▸ WHAT THIS TASK INVOLVES: Your task is to output all the records below, word for word.

^^^^^^^^^^^^^^^^

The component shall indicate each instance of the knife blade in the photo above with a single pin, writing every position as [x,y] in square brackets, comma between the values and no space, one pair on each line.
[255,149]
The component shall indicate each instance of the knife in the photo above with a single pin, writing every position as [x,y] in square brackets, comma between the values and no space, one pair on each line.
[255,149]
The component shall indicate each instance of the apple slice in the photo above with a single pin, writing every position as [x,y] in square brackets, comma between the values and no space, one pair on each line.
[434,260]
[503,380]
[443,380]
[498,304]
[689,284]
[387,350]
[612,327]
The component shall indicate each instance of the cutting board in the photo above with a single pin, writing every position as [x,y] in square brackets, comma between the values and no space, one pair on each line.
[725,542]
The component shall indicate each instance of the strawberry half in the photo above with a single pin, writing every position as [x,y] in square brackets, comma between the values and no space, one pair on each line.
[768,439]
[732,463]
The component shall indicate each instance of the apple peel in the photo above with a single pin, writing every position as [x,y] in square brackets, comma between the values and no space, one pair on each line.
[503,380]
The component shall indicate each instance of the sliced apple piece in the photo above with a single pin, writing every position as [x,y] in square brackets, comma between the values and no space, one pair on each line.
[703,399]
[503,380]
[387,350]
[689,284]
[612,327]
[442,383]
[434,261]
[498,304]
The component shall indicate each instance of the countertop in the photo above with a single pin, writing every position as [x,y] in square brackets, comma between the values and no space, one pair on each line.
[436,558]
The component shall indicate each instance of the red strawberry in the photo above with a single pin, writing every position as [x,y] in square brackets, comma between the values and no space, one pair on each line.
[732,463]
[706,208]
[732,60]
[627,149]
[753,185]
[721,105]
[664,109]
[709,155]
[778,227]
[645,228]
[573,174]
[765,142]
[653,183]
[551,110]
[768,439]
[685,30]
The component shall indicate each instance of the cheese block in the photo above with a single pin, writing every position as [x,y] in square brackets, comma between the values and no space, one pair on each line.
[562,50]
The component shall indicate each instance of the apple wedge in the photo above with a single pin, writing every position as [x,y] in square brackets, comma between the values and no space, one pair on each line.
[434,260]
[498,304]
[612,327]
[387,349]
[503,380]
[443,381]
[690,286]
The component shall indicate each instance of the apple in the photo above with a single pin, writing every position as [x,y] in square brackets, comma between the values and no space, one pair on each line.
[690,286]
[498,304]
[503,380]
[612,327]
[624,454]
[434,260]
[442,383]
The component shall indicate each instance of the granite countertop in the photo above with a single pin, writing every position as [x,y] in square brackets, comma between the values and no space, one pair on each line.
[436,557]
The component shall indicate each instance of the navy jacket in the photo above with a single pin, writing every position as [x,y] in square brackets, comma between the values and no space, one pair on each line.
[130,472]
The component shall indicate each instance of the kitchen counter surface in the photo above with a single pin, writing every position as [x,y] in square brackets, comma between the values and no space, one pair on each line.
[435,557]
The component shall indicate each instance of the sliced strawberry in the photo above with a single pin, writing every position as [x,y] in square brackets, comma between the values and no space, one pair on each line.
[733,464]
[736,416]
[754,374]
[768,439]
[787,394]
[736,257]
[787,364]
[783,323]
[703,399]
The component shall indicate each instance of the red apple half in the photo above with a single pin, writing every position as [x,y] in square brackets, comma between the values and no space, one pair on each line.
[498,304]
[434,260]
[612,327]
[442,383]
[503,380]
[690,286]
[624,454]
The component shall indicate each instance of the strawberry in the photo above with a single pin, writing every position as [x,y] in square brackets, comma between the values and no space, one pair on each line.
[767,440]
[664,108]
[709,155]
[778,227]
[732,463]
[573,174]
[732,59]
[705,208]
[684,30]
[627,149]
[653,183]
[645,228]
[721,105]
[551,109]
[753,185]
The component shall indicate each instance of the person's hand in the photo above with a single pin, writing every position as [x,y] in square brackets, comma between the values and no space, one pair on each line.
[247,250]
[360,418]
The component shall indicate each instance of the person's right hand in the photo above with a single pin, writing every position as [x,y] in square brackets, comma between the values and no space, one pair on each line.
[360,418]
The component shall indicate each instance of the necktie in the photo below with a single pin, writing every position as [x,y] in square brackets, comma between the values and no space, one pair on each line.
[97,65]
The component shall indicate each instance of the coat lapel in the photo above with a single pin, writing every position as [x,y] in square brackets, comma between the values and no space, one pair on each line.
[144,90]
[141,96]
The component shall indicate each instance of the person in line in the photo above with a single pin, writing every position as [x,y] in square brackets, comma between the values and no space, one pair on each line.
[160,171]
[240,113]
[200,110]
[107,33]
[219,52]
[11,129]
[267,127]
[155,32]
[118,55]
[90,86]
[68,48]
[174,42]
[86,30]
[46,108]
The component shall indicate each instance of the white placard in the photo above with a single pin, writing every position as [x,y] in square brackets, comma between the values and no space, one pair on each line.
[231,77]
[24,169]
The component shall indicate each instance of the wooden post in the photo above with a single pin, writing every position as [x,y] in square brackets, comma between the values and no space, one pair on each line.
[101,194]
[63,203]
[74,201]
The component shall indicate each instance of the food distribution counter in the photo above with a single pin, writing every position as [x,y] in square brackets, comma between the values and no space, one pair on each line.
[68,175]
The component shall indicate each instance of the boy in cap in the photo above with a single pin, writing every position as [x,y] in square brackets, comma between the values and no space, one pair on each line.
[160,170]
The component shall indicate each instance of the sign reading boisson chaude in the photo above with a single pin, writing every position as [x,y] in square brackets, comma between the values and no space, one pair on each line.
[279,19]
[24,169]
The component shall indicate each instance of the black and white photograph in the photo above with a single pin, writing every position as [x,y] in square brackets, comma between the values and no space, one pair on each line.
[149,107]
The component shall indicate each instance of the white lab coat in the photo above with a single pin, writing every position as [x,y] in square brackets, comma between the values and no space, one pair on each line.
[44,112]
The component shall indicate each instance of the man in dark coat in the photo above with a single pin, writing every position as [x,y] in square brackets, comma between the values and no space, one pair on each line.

^^^^^^^^^^^^^^^^

▸ THE RESULT:
The component shall indicate each instance of the knife blade in the photo above with a single pin, writing every position as [x,y] in square brackets, comma between the values and no space, one pair on each line.
[255,149]
The component shall indicate each instance of the knife in the photo above with a single pin, writing every position as [x,y] in square brackets, comma between the values and no space, one pair on each line.
[255,149]
The component shall indicate each instance of the apple slice in the photo above with a single pin, writing every position as [x,y] in square brackets, comma between the values and no space, one pair on each line.
[434,260]
[503,380]
[443,380]
[498,304]
[689,284]
[387,350]
[612,327]
The component shall indicate each instance of the cutting board in the photo above with a single pin, writing every position as [x,y] in square brackets, comma between the values and no space, one pair on each line.
[725,542]
The component shall indicate each instance of the strawberry half in the photo above with a single pin, writing every position as [x,y] in square brackets, comma between the values and no space, one pair on each line.
[768,439]
[732,463]
The component shall indicate each instance of the apple peel in the photo above with a single pin, writing every position as [x,y] in square brackets, comma between the values and no space, one pair on each line.
[503,380]
The component shall indicate each instance of the sliced apple piece in the photo above with a single pin, writing every position as [x,y] in square brackets, comma between the values and no space, one pair on each line.
[703,399]
[503,380]
[387,350]
[689,284]
[612,327]
[442,383]
[434,261]
[498,304]
The component shall indicate each instance of the countertop in the photo above with a single pin, writing every position as [x,y] in square brackets, comma between the values and no space, one pair on each line.
[436,558]
The component shall indicate each instance of the red strawberry in the photo above with a single pin, writing every position as [x,y] in square brackets, comma between the values and no space, one pair on each line.
[732,463]
[706,208]
[732,60]
[627,149]
[753,185]
[721,105]
[664,109]
[709,155]
[778,227]
[645,228]
[573,174]
[765,142]
[653,183]
[551,110]
[768,439]
[685,30]
The component shall indicate each instance of the cheese block in the photo above with a single pin, writing every position as [x,y] in square brackets, comma between the values and no space, one pair on each line.
[562,50]
The component shall indicate each instance of the apple wedge in the photo above with a single pin, writing every position as [x,y] in square brackets, comma between the values and no space, one pair on each line.
[434,260]
[498,304]
[612,327]
[387,349]
[503,380]
[443,381]
[690,286]
The component shall indicate each instance of the apple in the photo above with a single pin, writing every position as [x,y] in square brackets, comma between the values and no space, one pair on each line.
[690,286]
[498,304]
[503,380]
[612,327]
[624,454]
[434,260]
[442,383]
The component shall indicate each instance of the granite countertop in the photo above with a single pin, writing every position as [x,y] in square brackets, comma between the values and no space, one pair on each line.
[436,557]
The component shall indicate each instance of the navy jacket in the photo above with a single pin, writing every position as [x,y] in square brackets, comma between the values and no space, one pair on each line.
[130,472]
The component shall indicate each instance of the kitchen counter surface in the photo above with a single pin, writing every position as [x,y] in square brackets, comma between the values and no space, one pair on each line.
[435,557]
The component shall indicate each instance of the sliced strawberry in the photo above with a single pin, writing every position as [x,y] in square brackets, comma between the values and no space, one pair on each line.
[733,464]
[736,416]
[754,374]
[768,439]
[787,394]
[736,257]
[787,364]
[783,323]
[703,399]
The component shall indicate each instance of the red apple half in the photo above with a single pin, writing every position as [x,y] in square brackets, comma between the values and no space, one pair on each line.
[498,304]
[434,260]
[612,327]
[442,383]
[503,380]
[690,286]
[624,454]
The component shall indicate each instance of the strawberry in the photo above with a single pin, writing every position as [x,y] in square brackets, comma between the values and no space, one pair on each line.
[767,440]
[664,108]
[709,155]
[778,227]
[732,463]
[573,174]
[732,59]
[705,208]
[684,30]
[627,149]
[653,183]
[645,228]
[721,105]
[551,109]
[753,185]
The component shall indicate each instance of the person's hand in the photo above with a single pin, writing every position as [x,y] in square brackets, comma between the values and no space, one pair on each line.
[247,250]
[360,418]
The component shall indicate each instance of the person's right hand in the photo above with a single pin, writing every position as [x,y] in square brackets, comma between the values and no space, one pair on each line.
[360,418]
The component shall indicate each instance of the necktie in the photo below with a single pin, writing every position as [x,y] in square brackets, comma between the values and no space, one pair on each line.
[97,65]
The component shall indicate each instance of the coat lapel in the photo above with a single pin, writing every position as [x,y] in square brackets, comma between the values and no space, one pair on each line.
[144,90]
[141,96]
The component shall indicate each instance of the person in line in the photo above with a single pin, writing every position as [x,y] in square brackets, comma between the values and no space, one pair on each line.
[160,171]
[240,113]
[200,110]
[107,33]
[219,52]
[11,129]
[267,127]
[155,32]
[118,55]
[90,86]
[68,48]
[174,42]
[86,30]
[46,108]
The component shall indicate each instance of the white placard in the photo above with a single pin, writing every position as [x,y] in square brackets, comma between the values and no space, one pair on each line.
[231,77]
[24,169]
The component shall indicate each instance of the wooden post in the photo above with a single pin, writing every position as [x,y] in square brackets, comma between the values and no space, one pair on each line.
[101,194]
[63,203]
[74,201]
The component shall indicate each instance of the food distribution counter in the photo above with a single pin, writing every position as [x,y] in square brackets, comma between the values and no space, one pair on each line.
[68,175]
The component shall indicate each instance of the boy in cap in the photo above with a single pin, writing every position as [x,y] in square brackets, comma between the values and no space, one pair on each line.
[160,170]
The component shall indicate each instance of the sign reading boisson chaude in the photo above with a single pin, writing every position as [x,y] in square brackets, comma between the values and no space, one pair on each line.
[279,19]
[24,169]
The component shall indicate each instance of the black and white photograph in the photo above with a single pin, writing every position as [x,y] in square brackets, comma between the values and no space, one pair on each line.
[149,107]
The component shall indicate each instance of the white lab coat in the photo above with a single pin, writing every position as [x,y] in square brackets, comma between the values and no space, one pair on each line.
[44,112]
The component shall indicate each instance of the man in dark coat in the photo above with a single pin, writing every position as [x,y] in square brackets, comma between the values and no space, one pair on each line.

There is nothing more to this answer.